## Exercise 1:
In the sailplane tail passage, which glider is named as an example of a rather small vertical fin?

## Passage provided:

Keep in mind that not all sailplanes are designed for extremely light weight. Decreasing the weight also decreases the minimum sink rate, but doesn't help the still-air glide ratio, and actually hurts the glide ratio against a headwind.

Even in sailplanes that are designed for very light weight, designers have sometimes thought it worthwhile to employ a rather large vertical fin. A good example of this is the Carbon Dragon.

The basic purpose of a vertical fin is to prevent the aircraft from flying sideways through the air, especially when the pilot makes an aileron input, which tends to create adverse yaw. Adverse yaw tends to be most pronounced in long-spanned, slow-flying aircraft.

Flying sideways is never efficient.

However, not all sailplane designers have always followed this philosophy. The Scheibe Bergfalke is an example of a glider with a rather small vertical fin. (Look closely at photos of this glider and you'll see that more than 75% of what appears to be the "tail" is actually the rudder, not a fixed vertical fin.) When flown with the pilot's feet off the rudder pedals, it tends to be rather uncooperative in response to aileron inputs, being quite happy to fly sideways through the air rather than actually turning.

Keep in mind also that a given desired "tail volume"-- the product of tail area times moment-arm-- can be achieved with less drag with smaller tail on a long slender boom (rear fuselage), than with a larger tail on a shorter fuselage. You've really asked two separate questions here-- "Why is the tail boom so long?", and "Why is the vertical fin so large?". The first question is easier to answer than the second-- the tail boom itself creates relatively little drag, due to its slender cross-section and resulting low "wetted area". To a first approximation, we can say that the tail boom is long so that the fin and horizontal tail don't need to be larger, to create the desired tail volume and flight characteristics. In truth, the story is a little more complicated-- when we dive into the details of spiral stability theory, we find that extending the tail boom while keeping the "tail volume" the same actually does produce significant changes in the aircraft's flight characteristics, due to that fact that the airflow and "relative wind" are actually curved whenever the flight path is curved.1 This also means that for a given "tail volume", the drag reduction resulting from extending the tail boom and decreasing the tail area will be less in turning flight than in linear flight.

## Records for this exercise:
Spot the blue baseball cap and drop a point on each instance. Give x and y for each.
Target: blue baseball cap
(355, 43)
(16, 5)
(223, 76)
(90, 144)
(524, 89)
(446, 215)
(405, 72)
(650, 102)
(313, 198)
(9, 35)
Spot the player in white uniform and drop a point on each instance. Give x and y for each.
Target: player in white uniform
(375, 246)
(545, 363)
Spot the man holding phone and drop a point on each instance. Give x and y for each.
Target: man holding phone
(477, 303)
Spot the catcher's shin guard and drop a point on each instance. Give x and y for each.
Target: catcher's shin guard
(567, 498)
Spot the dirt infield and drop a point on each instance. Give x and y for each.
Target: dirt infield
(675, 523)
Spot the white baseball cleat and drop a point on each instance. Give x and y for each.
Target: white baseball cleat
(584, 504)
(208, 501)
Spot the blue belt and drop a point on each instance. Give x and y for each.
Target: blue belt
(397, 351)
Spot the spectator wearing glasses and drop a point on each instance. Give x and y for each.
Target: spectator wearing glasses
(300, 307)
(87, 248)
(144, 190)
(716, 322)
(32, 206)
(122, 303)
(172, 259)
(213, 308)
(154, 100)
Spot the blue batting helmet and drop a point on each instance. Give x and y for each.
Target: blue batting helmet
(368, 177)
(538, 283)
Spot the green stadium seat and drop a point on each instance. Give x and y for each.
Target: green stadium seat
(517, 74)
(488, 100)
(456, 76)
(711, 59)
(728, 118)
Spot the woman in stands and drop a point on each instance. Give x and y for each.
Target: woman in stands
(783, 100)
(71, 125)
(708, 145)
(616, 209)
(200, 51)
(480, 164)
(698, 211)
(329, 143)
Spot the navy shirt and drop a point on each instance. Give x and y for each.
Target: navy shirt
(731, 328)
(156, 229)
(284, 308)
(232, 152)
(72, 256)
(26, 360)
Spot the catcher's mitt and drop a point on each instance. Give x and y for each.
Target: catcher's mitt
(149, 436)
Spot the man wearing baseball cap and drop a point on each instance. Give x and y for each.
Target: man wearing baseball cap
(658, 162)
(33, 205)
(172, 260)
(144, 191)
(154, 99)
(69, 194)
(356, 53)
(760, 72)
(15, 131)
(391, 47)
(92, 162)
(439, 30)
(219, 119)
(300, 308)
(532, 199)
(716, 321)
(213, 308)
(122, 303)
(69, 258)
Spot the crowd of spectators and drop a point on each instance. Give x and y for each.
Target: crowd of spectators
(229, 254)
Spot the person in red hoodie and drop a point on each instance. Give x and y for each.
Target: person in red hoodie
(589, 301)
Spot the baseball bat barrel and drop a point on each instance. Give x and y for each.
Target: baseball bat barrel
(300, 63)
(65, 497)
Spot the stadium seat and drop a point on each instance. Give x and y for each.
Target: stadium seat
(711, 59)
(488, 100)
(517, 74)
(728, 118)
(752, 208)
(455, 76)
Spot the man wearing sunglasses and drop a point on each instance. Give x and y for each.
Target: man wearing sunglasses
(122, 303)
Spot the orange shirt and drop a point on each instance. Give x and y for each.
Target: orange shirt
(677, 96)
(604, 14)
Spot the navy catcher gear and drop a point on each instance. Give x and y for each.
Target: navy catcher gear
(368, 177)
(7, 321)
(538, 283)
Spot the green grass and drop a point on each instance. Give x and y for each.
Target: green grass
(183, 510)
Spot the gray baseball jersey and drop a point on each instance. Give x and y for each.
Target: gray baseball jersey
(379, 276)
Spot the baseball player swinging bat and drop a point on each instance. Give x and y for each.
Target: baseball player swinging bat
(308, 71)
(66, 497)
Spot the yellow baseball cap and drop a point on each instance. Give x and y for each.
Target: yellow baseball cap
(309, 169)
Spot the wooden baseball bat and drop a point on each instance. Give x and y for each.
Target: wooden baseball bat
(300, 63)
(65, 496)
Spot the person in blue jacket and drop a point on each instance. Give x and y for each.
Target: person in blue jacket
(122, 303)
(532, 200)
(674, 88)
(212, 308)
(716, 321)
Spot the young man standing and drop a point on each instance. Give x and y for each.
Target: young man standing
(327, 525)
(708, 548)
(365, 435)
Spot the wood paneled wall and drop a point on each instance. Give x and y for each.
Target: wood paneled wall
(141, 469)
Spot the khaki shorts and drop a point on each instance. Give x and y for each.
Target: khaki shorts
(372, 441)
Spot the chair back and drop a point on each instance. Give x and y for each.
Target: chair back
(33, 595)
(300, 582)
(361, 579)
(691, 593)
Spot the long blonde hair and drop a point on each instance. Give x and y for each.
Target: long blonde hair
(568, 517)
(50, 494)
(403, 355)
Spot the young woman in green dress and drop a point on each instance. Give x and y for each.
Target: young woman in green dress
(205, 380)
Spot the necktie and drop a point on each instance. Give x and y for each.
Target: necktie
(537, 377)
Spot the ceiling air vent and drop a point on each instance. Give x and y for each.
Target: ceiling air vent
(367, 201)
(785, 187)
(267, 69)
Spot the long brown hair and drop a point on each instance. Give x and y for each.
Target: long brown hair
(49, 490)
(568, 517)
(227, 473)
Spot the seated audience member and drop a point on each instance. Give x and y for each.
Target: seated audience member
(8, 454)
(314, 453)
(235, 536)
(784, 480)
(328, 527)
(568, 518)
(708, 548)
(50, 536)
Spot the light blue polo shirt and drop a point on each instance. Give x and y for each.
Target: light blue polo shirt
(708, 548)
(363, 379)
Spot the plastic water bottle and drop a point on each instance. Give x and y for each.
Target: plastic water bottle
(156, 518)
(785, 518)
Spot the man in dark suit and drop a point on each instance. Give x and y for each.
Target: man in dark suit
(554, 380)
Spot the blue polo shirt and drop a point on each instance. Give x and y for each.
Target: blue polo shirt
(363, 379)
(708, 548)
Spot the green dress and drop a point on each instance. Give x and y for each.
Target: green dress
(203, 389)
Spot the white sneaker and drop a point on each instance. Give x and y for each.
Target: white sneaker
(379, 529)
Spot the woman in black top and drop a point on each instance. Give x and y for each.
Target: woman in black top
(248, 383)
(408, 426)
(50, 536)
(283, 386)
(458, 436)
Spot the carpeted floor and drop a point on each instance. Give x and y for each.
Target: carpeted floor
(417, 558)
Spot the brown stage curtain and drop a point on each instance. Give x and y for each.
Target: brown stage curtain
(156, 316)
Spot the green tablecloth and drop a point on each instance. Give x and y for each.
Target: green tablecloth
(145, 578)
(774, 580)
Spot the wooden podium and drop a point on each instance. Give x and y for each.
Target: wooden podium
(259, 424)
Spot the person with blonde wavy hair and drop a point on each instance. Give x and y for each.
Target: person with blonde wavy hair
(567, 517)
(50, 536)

## Exercise 2:
Rewrite the rows, starting at the one containing "Spot the carpeted" and ending at the last row. Include the requests, and shift every x and y coordinate up by 77.

## Final result 1:
The Scheibe Bergfalke.

## Final result 2:
Spot the carpeted floor and drop a point on each instance. Give x and y for each.
Target: carpeted floor
(494, 635)
Spot the brown stage curtain and drop a point on each instance. Give x and y for each.
Target: brown stage curtain
(233, 393)
Spot the green tablecloth and drop a point on each instance. Give x and y for each.
Target: green tablecloth
(222, 655)
(851, 657)
Spot the wooden podium and drop a point on each instance. Give x and y for each.
Target: wooden podium
(336, 501)
Spot the person with blonde wavy hair and drop a point on each instance. Give x and y for each.
Target: person with blonde wavy hair
(644, 594)
(127, 613)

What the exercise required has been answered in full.